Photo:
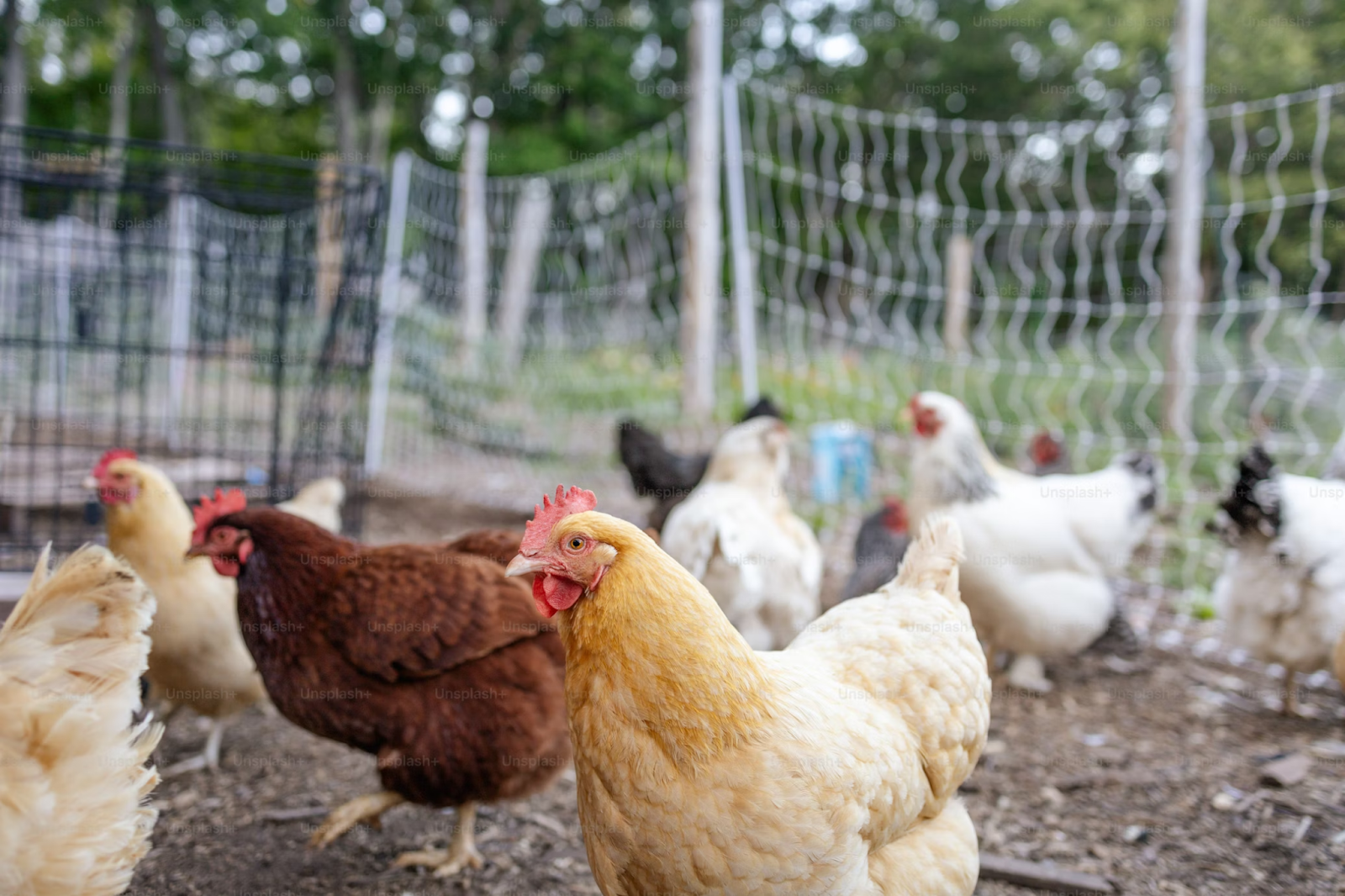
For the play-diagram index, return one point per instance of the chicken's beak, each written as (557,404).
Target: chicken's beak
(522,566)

***

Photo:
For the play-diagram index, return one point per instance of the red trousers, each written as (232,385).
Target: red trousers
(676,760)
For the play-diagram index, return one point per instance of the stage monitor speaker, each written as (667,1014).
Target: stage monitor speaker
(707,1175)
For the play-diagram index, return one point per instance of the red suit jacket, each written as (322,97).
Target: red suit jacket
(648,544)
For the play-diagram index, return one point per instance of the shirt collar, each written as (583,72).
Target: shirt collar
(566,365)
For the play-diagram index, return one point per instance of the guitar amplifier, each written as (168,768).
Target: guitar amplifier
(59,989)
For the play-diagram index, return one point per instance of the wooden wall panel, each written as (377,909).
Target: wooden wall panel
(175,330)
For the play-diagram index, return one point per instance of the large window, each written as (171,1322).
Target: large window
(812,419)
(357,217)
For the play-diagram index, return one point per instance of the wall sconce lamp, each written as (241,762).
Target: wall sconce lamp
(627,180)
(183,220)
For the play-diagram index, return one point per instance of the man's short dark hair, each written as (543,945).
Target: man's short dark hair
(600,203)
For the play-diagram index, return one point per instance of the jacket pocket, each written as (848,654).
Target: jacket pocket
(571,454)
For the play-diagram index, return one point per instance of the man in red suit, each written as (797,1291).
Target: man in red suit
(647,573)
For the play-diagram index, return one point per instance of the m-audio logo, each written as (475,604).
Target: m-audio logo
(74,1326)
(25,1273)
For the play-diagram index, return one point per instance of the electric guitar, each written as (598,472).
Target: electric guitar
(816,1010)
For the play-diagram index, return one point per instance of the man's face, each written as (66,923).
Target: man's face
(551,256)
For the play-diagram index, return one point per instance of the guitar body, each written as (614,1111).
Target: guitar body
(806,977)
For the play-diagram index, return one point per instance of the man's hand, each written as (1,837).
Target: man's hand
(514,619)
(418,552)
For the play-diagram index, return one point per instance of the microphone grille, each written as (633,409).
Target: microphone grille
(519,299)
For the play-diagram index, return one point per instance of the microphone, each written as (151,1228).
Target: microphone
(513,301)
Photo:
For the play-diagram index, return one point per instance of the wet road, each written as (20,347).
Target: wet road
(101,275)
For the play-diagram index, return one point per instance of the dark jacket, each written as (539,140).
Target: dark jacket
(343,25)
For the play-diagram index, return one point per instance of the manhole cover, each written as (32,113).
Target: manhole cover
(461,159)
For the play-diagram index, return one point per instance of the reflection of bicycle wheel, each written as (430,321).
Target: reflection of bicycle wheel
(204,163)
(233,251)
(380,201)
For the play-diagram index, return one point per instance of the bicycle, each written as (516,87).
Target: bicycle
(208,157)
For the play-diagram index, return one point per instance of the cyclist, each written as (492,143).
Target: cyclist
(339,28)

***

_Task directions_. Count the lines in the rows above that contain the string "speaker", treating uppercase and lowercase letters as different. Reply with the number alone.

_Exercise result_. 2